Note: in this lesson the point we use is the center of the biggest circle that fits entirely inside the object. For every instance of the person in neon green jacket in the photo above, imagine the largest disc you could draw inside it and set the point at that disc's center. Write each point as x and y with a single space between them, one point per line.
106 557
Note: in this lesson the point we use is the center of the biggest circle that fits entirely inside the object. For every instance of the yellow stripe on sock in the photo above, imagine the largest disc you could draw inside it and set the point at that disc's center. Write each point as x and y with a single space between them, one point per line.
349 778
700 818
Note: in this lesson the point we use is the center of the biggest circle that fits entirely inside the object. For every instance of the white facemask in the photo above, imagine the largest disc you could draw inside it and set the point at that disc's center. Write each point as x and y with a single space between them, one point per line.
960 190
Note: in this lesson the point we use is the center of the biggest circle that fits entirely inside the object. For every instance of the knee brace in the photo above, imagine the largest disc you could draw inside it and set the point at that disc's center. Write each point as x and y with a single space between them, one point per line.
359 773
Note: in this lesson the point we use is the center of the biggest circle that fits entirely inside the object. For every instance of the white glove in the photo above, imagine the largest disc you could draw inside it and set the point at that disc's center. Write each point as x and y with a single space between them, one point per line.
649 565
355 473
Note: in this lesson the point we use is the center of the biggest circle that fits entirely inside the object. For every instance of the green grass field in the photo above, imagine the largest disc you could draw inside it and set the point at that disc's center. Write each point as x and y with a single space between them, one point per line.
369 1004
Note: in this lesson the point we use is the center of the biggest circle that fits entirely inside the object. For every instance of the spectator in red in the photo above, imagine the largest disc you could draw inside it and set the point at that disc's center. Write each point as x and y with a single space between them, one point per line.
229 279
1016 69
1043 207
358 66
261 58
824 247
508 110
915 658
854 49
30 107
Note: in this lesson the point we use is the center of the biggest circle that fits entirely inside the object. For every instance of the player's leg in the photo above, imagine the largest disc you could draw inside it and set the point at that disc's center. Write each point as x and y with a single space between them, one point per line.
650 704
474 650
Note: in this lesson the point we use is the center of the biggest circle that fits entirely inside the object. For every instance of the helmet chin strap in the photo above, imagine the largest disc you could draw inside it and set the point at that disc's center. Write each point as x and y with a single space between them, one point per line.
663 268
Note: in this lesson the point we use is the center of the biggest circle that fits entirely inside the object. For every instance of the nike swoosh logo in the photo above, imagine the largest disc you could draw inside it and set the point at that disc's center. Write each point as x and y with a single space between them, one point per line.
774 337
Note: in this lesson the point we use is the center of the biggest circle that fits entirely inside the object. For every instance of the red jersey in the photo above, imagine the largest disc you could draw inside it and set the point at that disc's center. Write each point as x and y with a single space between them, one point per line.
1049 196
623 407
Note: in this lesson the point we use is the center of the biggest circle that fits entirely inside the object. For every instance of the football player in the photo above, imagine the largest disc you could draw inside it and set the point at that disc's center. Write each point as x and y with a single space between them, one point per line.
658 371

WHAT NEEDS TO BE DONE: Update the lines above so that "biggest circle" becomes "largest circle" everywhere it appears, keeping everything else the same.

FINAL RESULT:
Note: in this lesson the point we use is the center of the largest circle that fits entirely inside the object. For every instance of the person in neon green jacket in the photo above, imagine the largest disc you could draw inside it and set the point at that disc's center. Write each point as x and y with a single space between them, one point per line.
106 557
Note: in this lesson the point we use is the center of the largest circle that fits entirely inside the object. For every instance of the yellow stripe on sock in the photo above, imagine the largest disc you could draw inside it and set the point at that disc's center. Write each point as x and y with a single space between them, one point per line.
349 778
700 818
Note: in this lesson the point we use is the center of the largest circle that fits entirely inside the object. For every instance of the white facemask in the photo above, imagine the largest disc you could draw inside it and set the point at that disc's center. Write each point as x and y with a single space between them, one point per line.
960 190
Note: in this lesson the point we use is the center of the largest circle that fits entirely inside the object. For every instance of the knee brace in the photo above, imagine the largest disc you could draw inside it and set the point at that disc's center. Write each point as x and y with a single space between them, one point per line.
359 773
Note: in this lesson the point we use is the center of the largest circle that fits entirely inside the object. For every instance of the white glove in the photo above, imagine the largest disc you could draw inside it and set the point at that disc's center. Write each point as x and y with a single space between them, one point per line.
649 565
355 473
Note: in this lesson the point we use is the center of the largest circle that fits entirely inside the object. For every instance of the green grass field in the photo above, imagine the largest disc you could draw inside it and set the point at that disc's center. Write each point as x and y with a single space between them, one point per line.
369 1004
Note: in this lesson the point we use is the center of the largest circle that fits entirely inside the object. For every instance of the spectator in red in the photo above, imagine the largest disc you could draw inside it and set the point at that disc's center. Write each point as x and y with a single space between them, one point per line.
229 279
1016 69
1043 207
358 66
261 58
824 247
508 110
915 658
854 49
30 107
Note: in this lesson the point we use is the center of the largest circle that fits entirely inside the object. For every instance of the player's leg in the photo above, imagine the largest disc you could draw inside it and set the point at that disc's center. Write each point as x and y with a single space between them, one point per line.
650 704
474 650
Note: in this lesson the point we use is the center of the largest circle that fits entirely inside the object. For every instance of the helmet chin strap in the photo above, imagine the largest disc you could draw inside it and set the point at that disc's center. Write each point as x and y with a single space between them, one point per line.
663 268
Note: in this lesson the point we use is the center of the largest circle that fits entirely inside the object. For every instance of the nike swoosh logo in the photo above, imagine the largest disc you could draw inside it and set the point at that disc's center. Write each point as x and y with a single space between them, one point per line.
774 337
Note: in this lesson the point we use is the center of the largest circle that fits entirely inside the object. For every instance of the red jersey in the photo above, imagine the largest disc you could draw inside it and set the point at that disc's center. Write each point as x and y with a single space between them, one point per line.
1049 196
623 407
Note: in this lesson the point we use is the center of the largest circle that fits entirely inside the object. For every instance of the football player in the photo above, imagine the largest disc you could draw inside it and set the point at that disc's center. Write each point as x and y with a single space between them, one point per line.
658 371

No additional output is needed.